Work task. Lines before the one containing "Would you mind pointing out the white table" are left out; return that line and all lines after it, exactly, through the end of the records below.
───── Provided material
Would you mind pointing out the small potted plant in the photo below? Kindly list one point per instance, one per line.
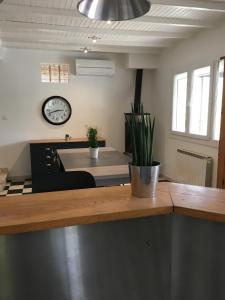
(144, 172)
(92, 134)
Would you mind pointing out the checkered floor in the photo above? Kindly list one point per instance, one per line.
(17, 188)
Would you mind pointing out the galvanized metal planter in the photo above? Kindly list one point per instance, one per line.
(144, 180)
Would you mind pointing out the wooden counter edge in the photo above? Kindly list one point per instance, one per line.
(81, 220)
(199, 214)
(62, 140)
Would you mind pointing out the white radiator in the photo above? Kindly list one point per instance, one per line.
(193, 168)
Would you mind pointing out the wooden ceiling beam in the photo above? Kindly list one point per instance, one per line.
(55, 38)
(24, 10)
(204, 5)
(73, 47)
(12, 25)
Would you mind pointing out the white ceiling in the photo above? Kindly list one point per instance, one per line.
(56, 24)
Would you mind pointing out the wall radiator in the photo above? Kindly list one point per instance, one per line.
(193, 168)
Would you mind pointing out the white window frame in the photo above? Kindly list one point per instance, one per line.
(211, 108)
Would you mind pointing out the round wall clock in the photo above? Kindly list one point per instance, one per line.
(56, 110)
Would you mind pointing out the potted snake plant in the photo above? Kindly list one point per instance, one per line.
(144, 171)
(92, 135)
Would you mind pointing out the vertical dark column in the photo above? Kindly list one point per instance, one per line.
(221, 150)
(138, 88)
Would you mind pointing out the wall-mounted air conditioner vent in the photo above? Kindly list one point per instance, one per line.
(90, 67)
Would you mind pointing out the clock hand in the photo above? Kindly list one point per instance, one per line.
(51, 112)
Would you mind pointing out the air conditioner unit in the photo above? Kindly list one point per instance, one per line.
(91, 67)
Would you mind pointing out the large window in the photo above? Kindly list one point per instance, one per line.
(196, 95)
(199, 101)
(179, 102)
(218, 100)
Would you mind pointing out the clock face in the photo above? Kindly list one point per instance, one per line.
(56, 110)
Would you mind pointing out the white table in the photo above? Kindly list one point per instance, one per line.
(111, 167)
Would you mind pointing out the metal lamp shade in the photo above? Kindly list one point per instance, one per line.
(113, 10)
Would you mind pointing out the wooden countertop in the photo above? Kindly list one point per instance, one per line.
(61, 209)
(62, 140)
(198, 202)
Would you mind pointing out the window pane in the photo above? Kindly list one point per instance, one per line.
──────────
Result of the exercise.
Would you mind pointing out the white table in the photo above? Kindly list one point per instance, one per line.
(111, 167)
Would you mind pointing out the metal lamp shade in the photo above? Kindly list one point per instance, one per line.
(113, 10)
Would you mind pointing out the wooden countertop in the photo above? Kindly list one point per instance, one per line.
(61, 209)
(62, 140)
(198, 202)
Would you mind pointing out the window pane in the photo above? Kindly list one point per instance, one per line.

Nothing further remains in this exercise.